** Begin Data excerpts **
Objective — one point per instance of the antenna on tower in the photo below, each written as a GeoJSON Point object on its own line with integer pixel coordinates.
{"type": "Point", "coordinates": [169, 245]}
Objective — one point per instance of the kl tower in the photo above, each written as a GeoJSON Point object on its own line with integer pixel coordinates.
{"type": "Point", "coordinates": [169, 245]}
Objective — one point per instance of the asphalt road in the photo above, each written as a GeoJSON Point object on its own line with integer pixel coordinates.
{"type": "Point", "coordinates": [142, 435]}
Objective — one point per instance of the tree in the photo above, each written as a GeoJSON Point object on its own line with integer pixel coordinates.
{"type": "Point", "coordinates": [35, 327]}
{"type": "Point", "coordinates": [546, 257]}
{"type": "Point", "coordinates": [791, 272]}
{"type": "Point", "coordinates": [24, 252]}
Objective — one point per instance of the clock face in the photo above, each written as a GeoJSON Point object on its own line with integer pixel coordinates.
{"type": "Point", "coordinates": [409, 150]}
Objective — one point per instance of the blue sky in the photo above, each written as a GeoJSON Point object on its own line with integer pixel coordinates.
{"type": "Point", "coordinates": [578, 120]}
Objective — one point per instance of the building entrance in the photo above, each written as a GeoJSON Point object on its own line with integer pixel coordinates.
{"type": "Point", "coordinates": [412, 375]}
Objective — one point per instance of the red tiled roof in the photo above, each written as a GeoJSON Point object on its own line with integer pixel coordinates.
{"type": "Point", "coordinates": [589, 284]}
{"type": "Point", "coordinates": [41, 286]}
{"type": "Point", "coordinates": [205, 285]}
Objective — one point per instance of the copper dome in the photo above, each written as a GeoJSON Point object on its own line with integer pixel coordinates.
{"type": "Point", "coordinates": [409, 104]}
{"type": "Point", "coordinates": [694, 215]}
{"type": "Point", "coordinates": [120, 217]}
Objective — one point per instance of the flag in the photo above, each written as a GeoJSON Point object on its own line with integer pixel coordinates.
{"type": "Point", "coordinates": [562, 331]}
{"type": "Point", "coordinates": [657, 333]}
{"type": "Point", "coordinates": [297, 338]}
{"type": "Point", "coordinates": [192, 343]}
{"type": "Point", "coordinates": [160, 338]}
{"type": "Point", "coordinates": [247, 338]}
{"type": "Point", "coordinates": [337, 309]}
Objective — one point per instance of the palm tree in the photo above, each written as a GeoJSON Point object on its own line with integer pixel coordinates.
** End Data excerpts **
__Work to complete__. Copy out all the items above, substituting "Goal" for every "Objective" and leaving everything else unchanged.

__Exercise answer__.
Goal — one point per instance of the antenna on tower in the photo below, each written as a GeoJSON Point object on its own line with integer pixel coordinates.
{"type": "Point", "coordinates": [169, 245]}
Goal — one point per instance of the kl tower in the photo above, each written as a GeoJSON Point object on its own line with integer pixel coordinates.
{"type": "Point", "coordinates": [169, 245]}
Goal — one point per instance of the asphalt road in the photo above, each written as a GeoJSON Point object on its own line with integer pixel coordinates.
{"type": "Point", "coordinates": [142, 435]}
Goal — one point per instance of the tree in the photo above, each written as a GeoJSON Point object on its own line with integer pixel coordinates.
{"type": "Point", "coordinates": [35, 327]}
{"type": "Point", "coordinates": [546, 257]}
{"type": "Point", "coordinates": [791, 272]}
{"type": "Point", "coordinates": [24, 252]}
Goal — one point per instance of the clock face in the photo above, each written as a GeoJSON Point object on its own line with integer pixel coordinates.
{"type": "Point", "coordinates": [409, 150]}
Goal — one point per instance of the blue sky in the photo above, each written as a GeoJSON Point object on its own line with integer pixel coordinates.
{"type": "Point", "coordinates": [578, 120]}
Goal — one point per instance of the building entrance in the photo above, each written as a GeoJSON Point object on its own line with integer pixel coordinates.
{"type": "Point", "coordinates": [412, 375]}
Goal — one point per instance of the red tiled roof in the photo above, each written as a GeoJSON Point object on its own line with integer pixel coordinates.
{"type": "Point", "coordinates": [589, 284]}
{"type": "Point", "coordinates": [41, 286]}
{"type": "Point", "coordinates": [205, 285]}
Goal — one point per instance of the copper dome in the photo above, each written as a GeoJSON Point object on its own line with integer pixel coordinates.
{"type": "Point", "coordinates": [409, 104]}
{"type": "Point", "coordinates": [694, 215]}
{"type": "Point", "coordinates": [120, 217]}
Goal — one point per instance of the flag in the photo above, each written as a GeoJSON Point object on its own line with integer pixel coordinates.
{"type": "Point", "coordinates": [562, 331]}
{"type": "Point", "coordinates": [657, 333]}
{"type": "Point", "coordinates": [297, 338]}
{"type": "Point", "coordinates": [192, 343]}
{"type": "Point", "coordinates": [160, 338]}
{"type": "Point", "coordinates": [247, 338]}
{"type": "Point", "coordinates": [337, 309]}
Goal — one point per instance of the palm tree in the photo above, each written as a GeoJSON Point object on its own line with integer pixel coordinates.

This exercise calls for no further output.